_Action item_: Those lines of the data that hold the word "stone" are to be copied out.

Listed records section start

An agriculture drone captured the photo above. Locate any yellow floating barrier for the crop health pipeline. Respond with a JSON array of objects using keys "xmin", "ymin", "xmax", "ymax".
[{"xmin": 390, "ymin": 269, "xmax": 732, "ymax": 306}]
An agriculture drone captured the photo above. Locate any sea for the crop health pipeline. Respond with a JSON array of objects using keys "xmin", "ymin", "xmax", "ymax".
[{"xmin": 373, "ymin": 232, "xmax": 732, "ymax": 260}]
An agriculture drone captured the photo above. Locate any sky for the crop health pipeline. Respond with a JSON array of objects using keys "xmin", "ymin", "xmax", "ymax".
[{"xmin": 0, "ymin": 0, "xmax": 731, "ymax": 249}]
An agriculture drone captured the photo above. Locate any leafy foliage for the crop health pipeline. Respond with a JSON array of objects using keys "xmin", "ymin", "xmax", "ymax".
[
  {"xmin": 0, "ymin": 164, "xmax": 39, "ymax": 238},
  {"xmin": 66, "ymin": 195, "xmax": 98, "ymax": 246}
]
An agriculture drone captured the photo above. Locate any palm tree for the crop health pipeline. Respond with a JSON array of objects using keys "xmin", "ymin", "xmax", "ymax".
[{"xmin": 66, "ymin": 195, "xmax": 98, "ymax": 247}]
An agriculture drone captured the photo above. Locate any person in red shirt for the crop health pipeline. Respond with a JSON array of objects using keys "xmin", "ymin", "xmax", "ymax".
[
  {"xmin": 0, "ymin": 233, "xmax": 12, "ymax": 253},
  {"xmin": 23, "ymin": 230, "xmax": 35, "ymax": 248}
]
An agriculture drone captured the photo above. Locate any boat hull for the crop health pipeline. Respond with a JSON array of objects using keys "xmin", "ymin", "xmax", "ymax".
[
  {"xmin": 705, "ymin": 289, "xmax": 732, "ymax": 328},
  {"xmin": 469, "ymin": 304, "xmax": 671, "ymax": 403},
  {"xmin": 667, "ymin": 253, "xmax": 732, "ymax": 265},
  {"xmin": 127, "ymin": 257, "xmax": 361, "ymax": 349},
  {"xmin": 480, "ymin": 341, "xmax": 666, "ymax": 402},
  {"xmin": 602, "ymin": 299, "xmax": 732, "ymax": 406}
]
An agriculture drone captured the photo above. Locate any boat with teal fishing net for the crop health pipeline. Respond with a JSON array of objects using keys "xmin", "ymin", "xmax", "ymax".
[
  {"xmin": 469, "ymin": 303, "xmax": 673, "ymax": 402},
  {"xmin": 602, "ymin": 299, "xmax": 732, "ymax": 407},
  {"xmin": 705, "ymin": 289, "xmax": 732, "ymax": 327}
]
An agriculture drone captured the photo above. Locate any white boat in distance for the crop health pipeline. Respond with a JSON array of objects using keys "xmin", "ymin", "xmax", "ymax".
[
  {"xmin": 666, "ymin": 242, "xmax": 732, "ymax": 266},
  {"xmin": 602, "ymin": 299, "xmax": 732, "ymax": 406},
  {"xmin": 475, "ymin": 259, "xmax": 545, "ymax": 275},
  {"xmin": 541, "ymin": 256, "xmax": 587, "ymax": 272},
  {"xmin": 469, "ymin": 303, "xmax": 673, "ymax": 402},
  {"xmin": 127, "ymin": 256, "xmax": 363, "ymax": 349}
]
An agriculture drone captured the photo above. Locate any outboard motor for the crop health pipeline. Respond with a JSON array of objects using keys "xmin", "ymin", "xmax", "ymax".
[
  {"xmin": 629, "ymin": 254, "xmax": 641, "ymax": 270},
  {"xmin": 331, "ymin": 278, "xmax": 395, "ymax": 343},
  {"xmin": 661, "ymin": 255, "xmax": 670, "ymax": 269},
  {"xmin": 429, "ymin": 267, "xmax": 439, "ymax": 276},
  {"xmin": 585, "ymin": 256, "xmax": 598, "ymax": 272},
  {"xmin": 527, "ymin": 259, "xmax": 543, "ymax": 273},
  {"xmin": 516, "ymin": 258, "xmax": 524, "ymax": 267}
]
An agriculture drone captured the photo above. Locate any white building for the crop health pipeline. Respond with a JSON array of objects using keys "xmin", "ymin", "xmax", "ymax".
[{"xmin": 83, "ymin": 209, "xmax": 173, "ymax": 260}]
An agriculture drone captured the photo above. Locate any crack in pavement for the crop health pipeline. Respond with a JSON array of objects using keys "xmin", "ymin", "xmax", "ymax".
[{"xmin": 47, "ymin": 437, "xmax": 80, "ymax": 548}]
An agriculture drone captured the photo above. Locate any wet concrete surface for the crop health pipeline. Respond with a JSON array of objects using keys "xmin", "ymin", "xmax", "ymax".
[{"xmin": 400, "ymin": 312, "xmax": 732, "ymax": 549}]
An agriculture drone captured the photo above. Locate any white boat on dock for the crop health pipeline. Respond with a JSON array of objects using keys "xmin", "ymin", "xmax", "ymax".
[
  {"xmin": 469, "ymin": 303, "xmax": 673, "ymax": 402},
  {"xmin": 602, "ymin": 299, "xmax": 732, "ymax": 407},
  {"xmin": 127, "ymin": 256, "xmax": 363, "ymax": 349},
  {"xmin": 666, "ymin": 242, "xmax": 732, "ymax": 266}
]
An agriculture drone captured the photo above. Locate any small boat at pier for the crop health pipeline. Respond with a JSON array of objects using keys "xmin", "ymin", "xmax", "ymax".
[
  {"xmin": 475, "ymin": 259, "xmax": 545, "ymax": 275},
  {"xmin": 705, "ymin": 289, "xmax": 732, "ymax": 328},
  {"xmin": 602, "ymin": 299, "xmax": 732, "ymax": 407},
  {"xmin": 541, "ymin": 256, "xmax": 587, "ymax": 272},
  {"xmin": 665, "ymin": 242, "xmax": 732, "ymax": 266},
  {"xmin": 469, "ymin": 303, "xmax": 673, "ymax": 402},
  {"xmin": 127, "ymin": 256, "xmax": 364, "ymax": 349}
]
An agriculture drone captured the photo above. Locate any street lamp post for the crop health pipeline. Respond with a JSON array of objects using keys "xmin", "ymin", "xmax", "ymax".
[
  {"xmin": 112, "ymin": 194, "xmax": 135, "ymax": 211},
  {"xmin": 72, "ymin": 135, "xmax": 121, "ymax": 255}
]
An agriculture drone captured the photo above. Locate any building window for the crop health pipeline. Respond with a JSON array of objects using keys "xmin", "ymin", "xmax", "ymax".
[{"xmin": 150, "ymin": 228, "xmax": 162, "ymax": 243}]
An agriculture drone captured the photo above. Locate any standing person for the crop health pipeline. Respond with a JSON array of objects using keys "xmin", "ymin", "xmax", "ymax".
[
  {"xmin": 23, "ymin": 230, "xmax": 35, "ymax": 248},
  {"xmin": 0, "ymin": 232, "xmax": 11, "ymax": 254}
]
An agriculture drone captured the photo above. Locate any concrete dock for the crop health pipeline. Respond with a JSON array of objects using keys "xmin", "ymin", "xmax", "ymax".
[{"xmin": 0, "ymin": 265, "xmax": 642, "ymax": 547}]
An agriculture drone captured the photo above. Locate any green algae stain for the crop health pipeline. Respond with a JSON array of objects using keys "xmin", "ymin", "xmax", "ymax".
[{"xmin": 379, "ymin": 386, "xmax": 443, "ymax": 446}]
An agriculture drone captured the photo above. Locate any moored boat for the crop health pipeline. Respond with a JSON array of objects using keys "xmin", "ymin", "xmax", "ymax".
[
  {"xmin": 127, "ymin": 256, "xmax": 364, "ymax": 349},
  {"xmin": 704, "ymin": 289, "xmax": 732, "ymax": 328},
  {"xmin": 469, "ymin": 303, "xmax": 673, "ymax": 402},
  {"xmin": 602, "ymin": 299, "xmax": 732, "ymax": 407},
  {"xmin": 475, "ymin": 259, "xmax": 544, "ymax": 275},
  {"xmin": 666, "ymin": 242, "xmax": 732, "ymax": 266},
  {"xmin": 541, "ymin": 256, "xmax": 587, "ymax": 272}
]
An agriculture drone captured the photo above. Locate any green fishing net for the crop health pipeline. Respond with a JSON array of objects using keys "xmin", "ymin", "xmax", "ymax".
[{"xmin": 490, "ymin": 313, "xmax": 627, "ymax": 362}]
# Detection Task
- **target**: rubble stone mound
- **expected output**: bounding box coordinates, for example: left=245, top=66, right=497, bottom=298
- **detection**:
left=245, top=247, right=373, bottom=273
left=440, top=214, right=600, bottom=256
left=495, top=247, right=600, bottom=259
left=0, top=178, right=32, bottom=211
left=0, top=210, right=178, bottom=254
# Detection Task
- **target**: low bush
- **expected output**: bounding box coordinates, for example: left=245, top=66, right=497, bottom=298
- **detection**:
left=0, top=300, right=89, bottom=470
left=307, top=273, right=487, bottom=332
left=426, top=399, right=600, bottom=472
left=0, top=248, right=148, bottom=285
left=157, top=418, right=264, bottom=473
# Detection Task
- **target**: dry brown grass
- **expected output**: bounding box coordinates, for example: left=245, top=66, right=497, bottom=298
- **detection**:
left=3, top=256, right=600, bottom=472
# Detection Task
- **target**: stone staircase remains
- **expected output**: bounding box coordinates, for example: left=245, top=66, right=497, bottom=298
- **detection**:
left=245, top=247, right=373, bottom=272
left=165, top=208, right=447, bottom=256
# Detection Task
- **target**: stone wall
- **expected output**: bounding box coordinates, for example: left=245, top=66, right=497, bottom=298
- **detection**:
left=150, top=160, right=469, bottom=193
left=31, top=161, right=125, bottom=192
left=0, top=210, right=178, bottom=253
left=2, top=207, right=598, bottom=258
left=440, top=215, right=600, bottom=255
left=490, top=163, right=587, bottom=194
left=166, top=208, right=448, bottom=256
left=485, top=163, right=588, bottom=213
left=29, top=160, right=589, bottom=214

Listed records section end

_Answer to the problem_:
- **target**: rubble stone mound
- **target**: stone staircase remains
- **target**: stone wall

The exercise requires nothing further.